Provided records:

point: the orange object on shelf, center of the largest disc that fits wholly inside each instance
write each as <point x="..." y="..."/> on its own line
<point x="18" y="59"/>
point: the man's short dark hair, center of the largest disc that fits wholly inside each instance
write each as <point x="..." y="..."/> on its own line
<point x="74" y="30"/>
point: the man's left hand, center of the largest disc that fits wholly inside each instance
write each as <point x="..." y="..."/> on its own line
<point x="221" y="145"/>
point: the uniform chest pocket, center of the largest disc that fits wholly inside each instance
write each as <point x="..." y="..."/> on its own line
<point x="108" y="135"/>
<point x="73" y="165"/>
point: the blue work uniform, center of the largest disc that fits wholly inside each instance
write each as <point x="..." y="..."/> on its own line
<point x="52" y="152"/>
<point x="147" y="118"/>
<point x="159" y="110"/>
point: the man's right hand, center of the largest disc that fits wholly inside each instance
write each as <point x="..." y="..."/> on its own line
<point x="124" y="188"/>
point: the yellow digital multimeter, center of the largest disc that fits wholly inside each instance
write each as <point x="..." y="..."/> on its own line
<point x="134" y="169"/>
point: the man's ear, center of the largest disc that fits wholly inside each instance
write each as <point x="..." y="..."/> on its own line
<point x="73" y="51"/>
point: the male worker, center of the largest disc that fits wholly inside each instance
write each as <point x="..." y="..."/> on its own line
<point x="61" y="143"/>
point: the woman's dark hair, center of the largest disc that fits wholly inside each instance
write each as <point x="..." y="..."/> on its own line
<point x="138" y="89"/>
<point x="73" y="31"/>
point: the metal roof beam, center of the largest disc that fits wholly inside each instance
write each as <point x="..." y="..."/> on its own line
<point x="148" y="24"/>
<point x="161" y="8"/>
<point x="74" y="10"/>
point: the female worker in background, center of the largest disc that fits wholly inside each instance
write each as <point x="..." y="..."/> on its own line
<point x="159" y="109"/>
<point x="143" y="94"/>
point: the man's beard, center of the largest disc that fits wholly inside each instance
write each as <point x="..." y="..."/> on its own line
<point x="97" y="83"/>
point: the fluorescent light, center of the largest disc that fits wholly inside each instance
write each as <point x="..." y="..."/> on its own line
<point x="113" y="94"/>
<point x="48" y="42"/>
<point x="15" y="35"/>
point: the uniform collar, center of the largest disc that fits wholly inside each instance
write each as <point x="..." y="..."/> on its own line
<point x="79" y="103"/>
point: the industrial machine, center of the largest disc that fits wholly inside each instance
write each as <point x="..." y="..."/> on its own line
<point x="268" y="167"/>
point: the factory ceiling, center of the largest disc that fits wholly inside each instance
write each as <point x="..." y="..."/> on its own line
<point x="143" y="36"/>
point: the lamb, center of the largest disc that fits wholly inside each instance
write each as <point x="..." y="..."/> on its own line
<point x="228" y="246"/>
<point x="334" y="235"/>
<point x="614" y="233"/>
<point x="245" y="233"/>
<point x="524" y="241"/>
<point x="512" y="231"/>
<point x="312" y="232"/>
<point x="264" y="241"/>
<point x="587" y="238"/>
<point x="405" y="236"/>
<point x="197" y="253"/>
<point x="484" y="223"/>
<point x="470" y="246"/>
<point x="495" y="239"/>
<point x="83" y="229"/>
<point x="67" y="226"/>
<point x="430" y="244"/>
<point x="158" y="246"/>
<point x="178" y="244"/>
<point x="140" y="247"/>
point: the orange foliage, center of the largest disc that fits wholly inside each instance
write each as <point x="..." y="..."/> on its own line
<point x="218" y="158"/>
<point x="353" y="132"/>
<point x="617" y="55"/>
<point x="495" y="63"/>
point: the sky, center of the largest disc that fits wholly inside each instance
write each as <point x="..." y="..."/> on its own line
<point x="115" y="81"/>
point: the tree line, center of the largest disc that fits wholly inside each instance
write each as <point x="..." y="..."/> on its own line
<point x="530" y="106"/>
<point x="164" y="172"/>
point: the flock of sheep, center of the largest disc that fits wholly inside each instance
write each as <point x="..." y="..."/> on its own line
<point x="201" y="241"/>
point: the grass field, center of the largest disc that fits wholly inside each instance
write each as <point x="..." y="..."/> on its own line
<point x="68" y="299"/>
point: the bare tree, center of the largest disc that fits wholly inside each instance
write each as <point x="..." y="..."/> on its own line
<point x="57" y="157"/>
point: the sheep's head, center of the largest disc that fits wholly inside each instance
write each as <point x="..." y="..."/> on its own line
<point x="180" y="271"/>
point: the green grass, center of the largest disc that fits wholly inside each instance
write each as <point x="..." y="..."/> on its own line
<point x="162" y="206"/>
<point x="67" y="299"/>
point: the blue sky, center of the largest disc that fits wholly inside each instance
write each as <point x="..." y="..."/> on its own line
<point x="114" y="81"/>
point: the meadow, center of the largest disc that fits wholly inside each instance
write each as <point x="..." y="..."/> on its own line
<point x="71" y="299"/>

Instructions for the task:
Make an exact copy of all the lines above.

Written reply:
point: the orange object on shelf, center of the largest disc that fits wholly inside each instance
write each as <point x="..." y="..."/> on its own line
<point x="18" y="59"/>
point: the man's short dark hair, center of the largest disc that fits wholly inside each instance
write each as <point x="..." y="..."/> on its own line
<point x="74" y="30"/>
point: the man's left hand, center of the largest disc that fits wholly inside each instance
write each as <point x="..." y="..."/> on its own line
<point x="221" y="145"/>
point: the uniform chest pocket, center of the largest disc that fits wholly inside each instance
write each as <point x="..." y="..."/> on its own line
<point x="108" y="135"/>
<point x="73" y="165"/>
point: the blue work uniform, center of the largest disc that fits wholly inside each instance
write each as <point x="..." y="..."/> on its own line
<point x="52" y="152"/>
<point x="147" y="118"/>
<point x="159" y="110"/>
point: the man's right hand, center of the largest disc that fits wholly inside each instance
write each as <point x="..." y="..."/> on its own line
<point x="124" y="188"/>
point: the yellow digital multimeter, center of the largest disc that fits wholly inside each instance
write each as <point x="..." y="..."/> on its own line
<point x="134" y="169"/>
point: the man's ear, center of the largest disc that fits wholly inside each instance
write each as <point x="..." y="..."/> on its own line
<point x="73" y="51"/>
point: the male worker, center of the largest disc that fits wholly inside each instance
write each as <point x="..." y="..."/> on its own line
<point x="61" y="143"/>
point: the woman's dark hair, center of the largest disc that fits wholly inside each instance
write each as <point x="..." y="..."/> on its own line
<point x="138" y="89"/>
<point x="73" y="31"/>
point: the metal roof beam, center of the largest disc that fits wholly inside each instance
write each as <point x="..." y="..."/> on its own line
<point x="148" y="24"/>
<point x="161" y="8"/>
<point x="74" y="10"/>
point: the female worker in background, center of the largest disc that fits wholly inside each instance
write each as <point x="..." y="..."/> on its own line
<point x="159" y="109"/>
<point x="143" y="94"/>
point: the man's beard, center of the largest disc that fits wholly inside each instance
write each as <point x="..." y="..."/> on its own line
<point x="97" y="83"/>
point: the fluorescent light, center of the largest disc that fits wholly inside each instance
write each as <point x="..." y="..."/> on its own line
<point x="113" y="94"/>
<point x="48" y="42"/>
<point x="15" y="35"/>
point: the uniform collar, center of the largest disc that fits wholly inside each instance
write each as <point x="..." y="..."/> on its own line
<point x="79" y="103"/>
point: the industrial machine, center of the largest disc that fits wholly inside each instance
write each as <point x="..." y="..."/> on its own line
<point x="268" y="167"/>
point: the factory ceiling, center of the largest disc that fits wholly inside each instance
write each as <point x="..." y="..."/> on its own line
<point x="143" y="36"/>
point: the lamb, center of the largest disc that fits wholly inside each instance
write each as <point x="..." y="..."/> on its own line
<point x="228" y="246"/>
<point x="334" y="235"/>
<point x="614" y="233"/>
<point x="245" y="233"/>
<point x="524" y="241"/>
<point x="512" y="231"/>
<point x="312" y="232"/>
<point x="264" y="241"/>
<point x="587" y="238"/>
<point x="405" y="236"/>
<point x="197" y="253"/>
<point x="484" y="223"/>
<point x="470" y="246"/>
<point x="495" y="239"/>
<point x="83" y="229"/>
<point x="67" y="226"/>
<point x="430" y="244"/>
<point x="158" y="246"/>
<point x="178" y="244"/>
<point x="140" y="247"/>
point: the orange foliage, center of the largest disc that fits wholly inside each instance
write each as <point x="..." y="..."/> on its own line
<point x="218" y="158"/>
<point x="353" y="132"/>
<point x="617" y="55"/>
<point x="495" y="63"/>
point: the sky, center of the largest disc that fits wholly inside each instance
write each as <point x="..." y="..."/> on its own line
<point x="115" y="81"/>
point: the tree line, center of the largest disc that fits wholly inside each instance
write each as <point x="..." y="..."/> on its own line
<point x="530" y="106"/>
<point x="164" y="172"/>
point: the flock of sheep, center of the largest disc that fits wholly inside each instance
write each as <point x="..." y="..."/> on its own line
<point x="201" y="241"/>
point: the grass field, center of the largest disc that fits wholly inside each instance
write each as <point x="..." y="..."/> on its own line
<point x="68" y="299"/>
point: the bare tree, center of the largest disc that fits wholly inside each instance
write each as <point x="..." y="..."/> on its own line
<point x="57" y="157"/>
point: the sheep's head, center of the largest disc that fits wholly inside each instance
write each as <point x="..." y="..."/> on its own line
<point x="180" y="271"/>
point: the green grass, center of the largest disc that fits wholly inside each instance
write each as <point x="..." y="..."/> on its own line
<point x="162" y="206"/>
<point x="67" y="299"/>
point: the blue sky, center of the largest disc that fits wholly inside each instance
write each as <point x="..." y="..."/> on its own line
<point x="114" y="81"/>
point: the meadow, center of the largest disc that fits wholly inside each instance
write each as <point x="..." y="..."/> on its own line
<point x="71" y="299"/>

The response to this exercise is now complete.